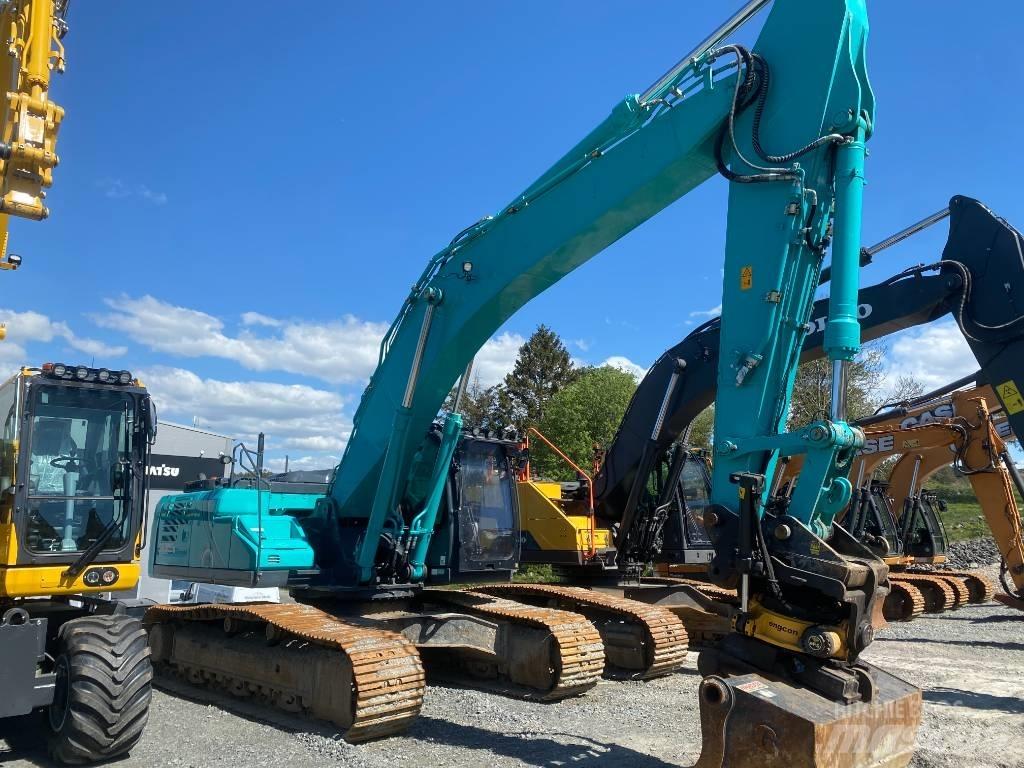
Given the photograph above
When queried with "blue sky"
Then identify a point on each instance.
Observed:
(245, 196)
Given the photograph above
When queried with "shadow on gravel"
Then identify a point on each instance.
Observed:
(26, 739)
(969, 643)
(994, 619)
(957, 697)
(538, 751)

--------------------------------------------------

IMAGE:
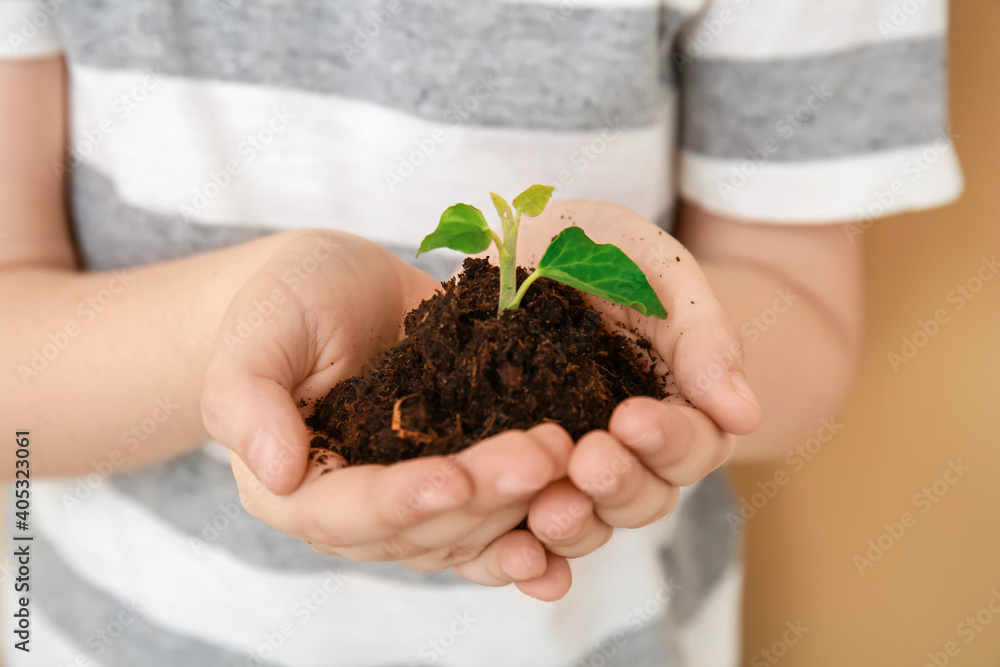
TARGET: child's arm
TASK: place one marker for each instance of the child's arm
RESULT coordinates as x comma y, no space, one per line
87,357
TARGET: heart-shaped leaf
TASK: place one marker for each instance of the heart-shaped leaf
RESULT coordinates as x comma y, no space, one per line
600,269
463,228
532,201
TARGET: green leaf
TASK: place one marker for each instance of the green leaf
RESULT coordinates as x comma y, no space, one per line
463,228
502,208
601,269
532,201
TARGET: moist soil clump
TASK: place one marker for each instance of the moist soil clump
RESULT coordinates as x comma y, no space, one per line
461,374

--------------------------------------------------

Goal of the exercise: Looking at the data above, return every line from the one with "TARGET: green leaf" down to the one with "TASK: place one marker for each instance of the moist", exactly and inclusively.

Response area:
TARGET: green leaf
TASK: place one marker for each instance of the green leaf
RESULT coordinates as x comma y, no space, one per line
463,228
502,208
601,269
532,201
TARGET: moist soil clump
TASK: place one marker for each instance of the moist soil clump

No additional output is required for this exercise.